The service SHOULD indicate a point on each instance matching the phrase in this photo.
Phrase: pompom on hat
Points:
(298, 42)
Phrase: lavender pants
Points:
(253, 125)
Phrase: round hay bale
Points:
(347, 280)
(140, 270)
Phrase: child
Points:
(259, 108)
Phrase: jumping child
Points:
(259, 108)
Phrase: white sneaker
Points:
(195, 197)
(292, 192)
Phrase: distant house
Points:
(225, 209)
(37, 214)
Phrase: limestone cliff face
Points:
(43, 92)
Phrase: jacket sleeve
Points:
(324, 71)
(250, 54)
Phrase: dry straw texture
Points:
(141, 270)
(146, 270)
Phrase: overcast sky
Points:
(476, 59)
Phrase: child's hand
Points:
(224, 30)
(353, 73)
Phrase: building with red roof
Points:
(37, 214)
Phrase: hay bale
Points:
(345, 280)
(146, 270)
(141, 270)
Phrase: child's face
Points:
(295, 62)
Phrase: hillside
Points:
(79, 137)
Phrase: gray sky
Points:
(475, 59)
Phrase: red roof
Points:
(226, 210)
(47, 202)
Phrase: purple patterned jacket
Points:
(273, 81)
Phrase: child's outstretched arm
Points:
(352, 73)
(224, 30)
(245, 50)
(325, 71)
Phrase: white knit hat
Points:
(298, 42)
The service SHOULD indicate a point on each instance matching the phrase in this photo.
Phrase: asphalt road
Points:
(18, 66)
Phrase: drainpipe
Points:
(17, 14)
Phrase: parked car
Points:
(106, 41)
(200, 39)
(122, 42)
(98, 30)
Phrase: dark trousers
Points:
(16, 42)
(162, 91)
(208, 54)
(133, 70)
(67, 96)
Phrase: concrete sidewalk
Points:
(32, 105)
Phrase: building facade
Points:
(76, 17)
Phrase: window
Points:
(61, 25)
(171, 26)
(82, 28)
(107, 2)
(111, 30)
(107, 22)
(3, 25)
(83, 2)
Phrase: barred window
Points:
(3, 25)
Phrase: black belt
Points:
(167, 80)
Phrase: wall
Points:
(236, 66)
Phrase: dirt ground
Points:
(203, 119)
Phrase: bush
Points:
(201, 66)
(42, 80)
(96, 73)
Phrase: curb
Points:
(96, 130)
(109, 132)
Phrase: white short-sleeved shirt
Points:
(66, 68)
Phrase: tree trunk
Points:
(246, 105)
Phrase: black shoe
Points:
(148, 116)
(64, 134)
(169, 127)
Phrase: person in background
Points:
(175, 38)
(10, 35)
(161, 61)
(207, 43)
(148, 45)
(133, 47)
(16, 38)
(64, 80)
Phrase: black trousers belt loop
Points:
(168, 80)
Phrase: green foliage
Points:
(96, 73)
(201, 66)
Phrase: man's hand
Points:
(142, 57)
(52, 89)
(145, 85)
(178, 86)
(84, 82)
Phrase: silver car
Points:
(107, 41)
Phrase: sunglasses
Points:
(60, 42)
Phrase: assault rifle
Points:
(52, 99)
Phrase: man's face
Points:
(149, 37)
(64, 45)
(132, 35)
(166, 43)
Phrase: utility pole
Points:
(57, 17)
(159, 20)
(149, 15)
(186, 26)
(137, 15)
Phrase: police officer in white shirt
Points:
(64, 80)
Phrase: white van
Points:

********************

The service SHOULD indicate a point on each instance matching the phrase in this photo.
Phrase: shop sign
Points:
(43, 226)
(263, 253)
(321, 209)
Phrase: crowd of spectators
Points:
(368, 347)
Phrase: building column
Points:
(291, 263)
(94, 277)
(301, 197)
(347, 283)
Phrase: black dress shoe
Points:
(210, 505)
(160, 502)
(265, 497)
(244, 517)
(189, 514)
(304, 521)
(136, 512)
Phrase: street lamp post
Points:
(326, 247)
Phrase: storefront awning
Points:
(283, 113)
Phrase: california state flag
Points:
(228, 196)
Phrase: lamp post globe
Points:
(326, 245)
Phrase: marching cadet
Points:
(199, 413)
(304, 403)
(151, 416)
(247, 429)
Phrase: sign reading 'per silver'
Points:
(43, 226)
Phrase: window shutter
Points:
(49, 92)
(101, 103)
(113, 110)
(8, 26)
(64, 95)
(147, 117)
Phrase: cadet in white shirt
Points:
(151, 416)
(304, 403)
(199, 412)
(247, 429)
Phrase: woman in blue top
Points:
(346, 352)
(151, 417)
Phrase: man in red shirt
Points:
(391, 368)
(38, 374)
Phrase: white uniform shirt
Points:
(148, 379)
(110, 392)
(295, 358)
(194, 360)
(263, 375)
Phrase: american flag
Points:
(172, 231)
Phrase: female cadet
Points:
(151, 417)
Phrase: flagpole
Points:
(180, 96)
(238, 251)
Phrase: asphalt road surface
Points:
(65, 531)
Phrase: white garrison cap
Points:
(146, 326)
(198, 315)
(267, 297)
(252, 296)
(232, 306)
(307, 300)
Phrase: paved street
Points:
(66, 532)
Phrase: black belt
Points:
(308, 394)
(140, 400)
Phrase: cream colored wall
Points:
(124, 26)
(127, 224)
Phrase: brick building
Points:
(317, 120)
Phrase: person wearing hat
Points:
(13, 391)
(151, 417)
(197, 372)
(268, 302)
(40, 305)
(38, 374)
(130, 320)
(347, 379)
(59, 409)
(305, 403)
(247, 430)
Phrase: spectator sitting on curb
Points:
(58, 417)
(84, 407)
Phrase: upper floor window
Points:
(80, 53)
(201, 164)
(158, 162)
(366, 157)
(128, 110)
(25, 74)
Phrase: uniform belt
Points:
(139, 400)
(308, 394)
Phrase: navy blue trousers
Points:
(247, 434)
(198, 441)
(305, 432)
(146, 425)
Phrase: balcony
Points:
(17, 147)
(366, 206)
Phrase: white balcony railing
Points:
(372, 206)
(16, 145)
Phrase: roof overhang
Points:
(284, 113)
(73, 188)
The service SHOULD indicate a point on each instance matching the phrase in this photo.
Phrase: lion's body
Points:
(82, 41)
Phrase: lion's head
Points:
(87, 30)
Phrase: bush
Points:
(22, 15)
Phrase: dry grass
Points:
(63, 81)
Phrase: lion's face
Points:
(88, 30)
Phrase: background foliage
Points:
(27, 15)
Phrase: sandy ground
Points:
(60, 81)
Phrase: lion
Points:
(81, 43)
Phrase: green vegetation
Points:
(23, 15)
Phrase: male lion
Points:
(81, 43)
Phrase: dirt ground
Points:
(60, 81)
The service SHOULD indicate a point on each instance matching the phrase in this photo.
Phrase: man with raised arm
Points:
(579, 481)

********************

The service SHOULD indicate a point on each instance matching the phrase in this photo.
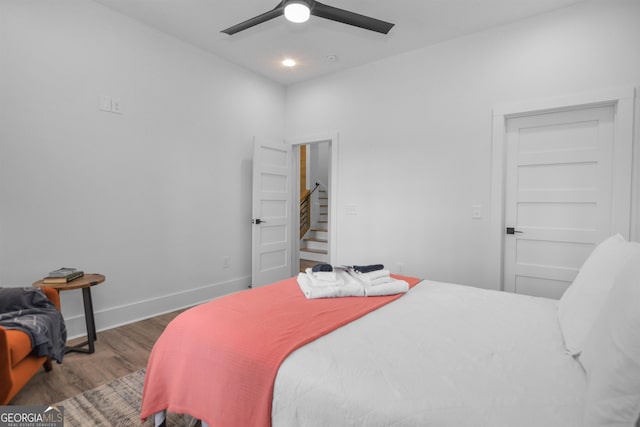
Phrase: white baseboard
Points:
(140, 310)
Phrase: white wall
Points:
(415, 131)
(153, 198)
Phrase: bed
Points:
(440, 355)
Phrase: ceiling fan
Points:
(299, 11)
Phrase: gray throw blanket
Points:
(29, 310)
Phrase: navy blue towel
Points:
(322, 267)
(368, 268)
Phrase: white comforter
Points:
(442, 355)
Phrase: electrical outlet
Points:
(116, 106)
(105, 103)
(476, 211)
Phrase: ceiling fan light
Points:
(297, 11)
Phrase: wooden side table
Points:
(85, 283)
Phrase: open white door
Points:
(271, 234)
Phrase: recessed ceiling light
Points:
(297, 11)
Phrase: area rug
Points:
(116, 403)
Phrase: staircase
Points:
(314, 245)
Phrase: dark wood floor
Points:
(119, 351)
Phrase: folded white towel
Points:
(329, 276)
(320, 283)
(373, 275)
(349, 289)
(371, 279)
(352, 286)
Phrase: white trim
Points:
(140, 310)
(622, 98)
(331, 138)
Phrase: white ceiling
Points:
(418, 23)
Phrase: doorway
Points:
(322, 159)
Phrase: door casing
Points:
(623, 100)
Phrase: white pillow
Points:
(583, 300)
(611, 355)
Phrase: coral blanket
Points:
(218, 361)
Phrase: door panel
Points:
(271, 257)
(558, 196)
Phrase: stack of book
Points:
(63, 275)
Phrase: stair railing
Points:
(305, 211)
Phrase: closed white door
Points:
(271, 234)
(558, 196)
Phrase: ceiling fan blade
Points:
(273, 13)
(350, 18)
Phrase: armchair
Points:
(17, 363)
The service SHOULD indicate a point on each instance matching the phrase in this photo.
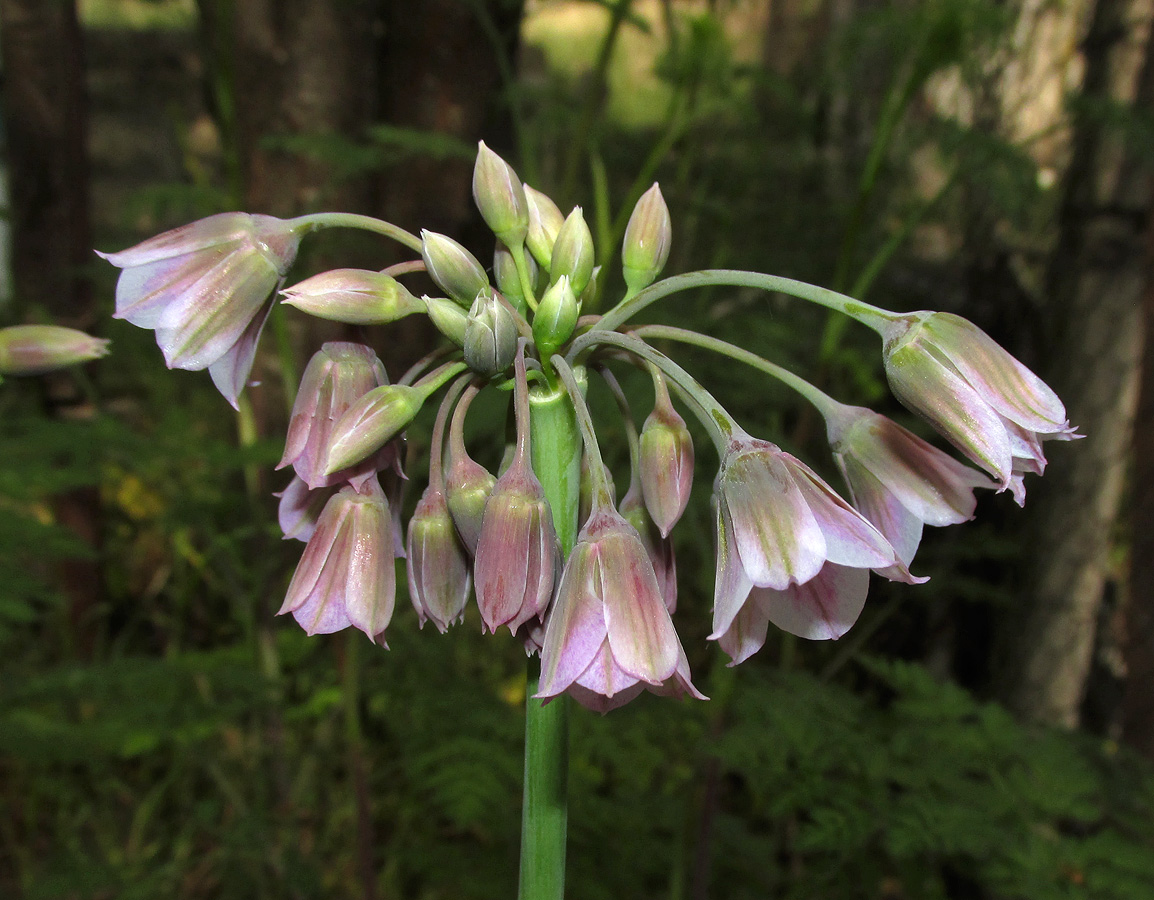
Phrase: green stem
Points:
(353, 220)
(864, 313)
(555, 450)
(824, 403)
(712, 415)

********************

Aim of the exercise
How many lines of the material contain the string "blanket"? Answer with that number alone.

Solved exercise
2